参考文章:

•••••

Python 线程(二):简单锁实现线程同步

Python中有两种锁,一个锁是原始的锁(原语), 不可重入,而另一种锁则是可重入的锁即递归锁。而是thread模块中,只提供了不可重入的锁,而在threading中则提供这两种锁。

可重入:当一个线程拥有一个锁的使用权后,再次获取锁的使用权时,不会阻塞,会立马得到使用权,则原始锁的话,则不行,会阻塞。

方法一:thead的不可重入锁

  

import thread
import time

lock = thread.allocate_lock()

def Count(id):
    global num;

    while True:
        lock.acquire()
        if num <= 10:
            print "Thread id is : %s     The num is %s\n" % (id, str(num))
            num = num + 1
        else:
            break
        lock.release()
    else:
        thread.exit_thread()

if __name__ == "__main__":
    num = 1
    thread.start_new_thread(Count, ('A',))
    thread.start_new_thread(Count, ('B',))

    time.sleep(5)

  

方法二:theading的Lock(不可重入锁)

import threading
import time

lock = threading.Lock()

def Count(id):
    global num;

    while True:
        lock.acquire()
        if num <= 10:

            print "Thread id is : %s     The num is %s\n" % (id, str(num))
            num = num + 1
        else:
            break
        lock.release()

if __name__ == "__main__":
    num = 1
    t1 = threading.Thread(target=Count, args=('A', ))

•••••

条目:
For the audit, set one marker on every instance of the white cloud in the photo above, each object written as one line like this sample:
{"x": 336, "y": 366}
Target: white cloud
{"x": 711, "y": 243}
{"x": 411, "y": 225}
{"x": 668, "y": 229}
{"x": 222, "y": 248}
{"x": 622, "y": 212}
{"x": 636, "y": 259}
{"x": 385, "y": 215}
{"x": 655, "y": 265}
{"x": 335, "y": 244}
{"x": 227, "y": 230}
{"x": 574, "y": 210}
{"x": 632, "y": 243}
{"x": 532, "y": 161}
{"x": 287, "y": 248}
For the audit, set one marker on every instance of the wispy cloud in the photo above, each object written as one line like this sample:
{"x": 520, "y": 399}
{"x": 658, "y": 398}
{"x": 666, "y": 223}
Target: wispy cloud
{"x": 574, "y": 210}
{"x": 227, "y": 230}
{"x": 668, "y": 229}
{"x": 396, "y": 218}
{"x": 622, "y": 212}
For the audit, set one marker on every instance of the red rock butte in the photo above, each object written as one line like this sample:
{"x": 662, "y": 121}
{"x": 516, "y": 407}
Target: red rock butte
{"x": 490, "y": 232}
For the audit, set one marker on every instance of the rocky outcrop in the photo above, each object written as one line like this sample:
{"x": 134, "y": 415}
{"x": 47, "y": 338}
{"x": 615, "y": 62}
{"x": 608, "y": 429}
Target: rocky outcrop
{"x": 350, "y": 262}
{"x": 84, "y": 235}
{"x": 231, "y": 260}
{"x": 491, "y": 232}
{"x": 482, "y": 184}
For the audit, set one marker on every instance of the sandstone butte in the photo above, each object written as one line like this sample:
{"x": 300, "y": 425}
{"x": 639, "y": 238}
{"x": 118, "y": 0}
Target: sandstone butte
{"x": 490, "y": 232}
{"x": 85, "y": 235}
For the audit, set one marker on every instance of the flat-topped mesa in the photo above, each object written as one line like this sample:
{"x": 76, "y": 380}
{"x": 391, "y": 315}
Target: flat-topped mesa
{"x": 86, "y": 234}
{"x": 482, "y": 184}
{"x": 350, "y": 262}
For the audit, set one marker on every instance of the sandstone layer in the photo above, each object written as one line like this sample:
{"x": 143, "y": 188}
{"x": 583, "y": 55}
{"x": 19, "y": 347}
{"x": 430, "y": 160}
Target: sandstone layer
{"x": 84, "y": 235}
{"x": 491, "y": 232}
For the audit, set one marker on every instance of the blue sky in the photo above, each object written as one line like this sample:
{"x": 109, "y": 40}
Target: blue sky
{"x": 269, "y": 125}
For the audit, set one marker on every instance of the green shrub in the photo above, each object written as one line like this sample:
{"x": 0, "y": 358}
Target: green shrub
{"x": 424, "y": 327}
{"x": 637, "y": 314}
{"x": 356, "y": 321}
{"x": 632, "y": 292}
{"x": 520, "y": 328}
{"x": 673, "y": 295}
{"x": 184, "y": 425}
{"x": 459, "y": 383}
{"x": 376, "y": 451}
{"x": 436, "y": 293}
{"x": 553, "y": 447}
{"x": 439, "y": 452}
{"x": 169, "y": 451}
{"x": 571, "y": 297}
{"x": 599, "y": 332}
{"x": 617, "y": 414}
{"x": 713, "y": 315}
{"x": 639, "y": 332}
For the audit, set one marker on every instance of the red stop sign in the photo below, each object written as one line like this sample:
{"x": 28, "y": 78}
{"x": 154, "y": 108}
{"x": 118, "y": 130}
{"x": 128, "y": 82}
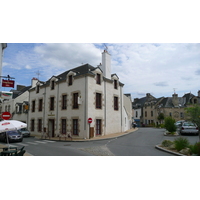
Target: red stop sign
{"x": 89, "y": 120}
{"x": 6, "y": 115}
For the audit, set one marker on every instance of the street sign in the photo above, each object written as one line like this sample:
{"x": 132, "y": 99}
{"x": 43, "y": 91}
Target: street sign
{"x": 89, "y": 120}
{"x": 6, "y": 115}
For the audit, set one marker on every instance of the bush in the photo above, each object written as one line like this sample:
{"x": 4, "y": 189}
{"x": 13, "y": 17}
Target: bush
{"x": 167, "y": 143}
{"x": 170, "y": 124}
{"x": 195, "y": 149}
{"x": 181, "y": 143}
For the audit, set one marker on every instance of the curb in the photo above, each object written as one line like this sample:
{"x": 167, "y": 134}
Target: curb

•••••

待完成任务:
1/ 请根据参考文章回答下面的问题。
(a) thread模块中只提供了哪一种锁？
(b) 方法一中用哪个函数创建锁？
(c) 方法二中用什么创建锁？
2/ 请将参考文章中从“Python中有两种锁,一个”到“lock = thread.allocate_lock()”之间的部分原样照录，首尾两处都包括在内。
作答时只依据参考文章，不要借助材料。

答案汇总:
1/
(a) 只提供了不可重入的锁。
(b) thread.allocate_lock()。
(c) threading.Lock()。

2/
Python中有两种锁,一个锁是原始的锁(原语), 不可重入,而另一种锁则是可重入的锁即递归锁。而是thread模块中,只提供了不可重入的锁,而在threading中则提供这两种锁。

可重入:当一个线程拥有一个锁的使用权后,再次获取锁的使用权时,不会阻塞,会立马得到使用权,则原始锁的话,则不行,会阻塞。

方法一:thead的不可重入锁

  

import thread
import time

lock = thread.allocate_lock()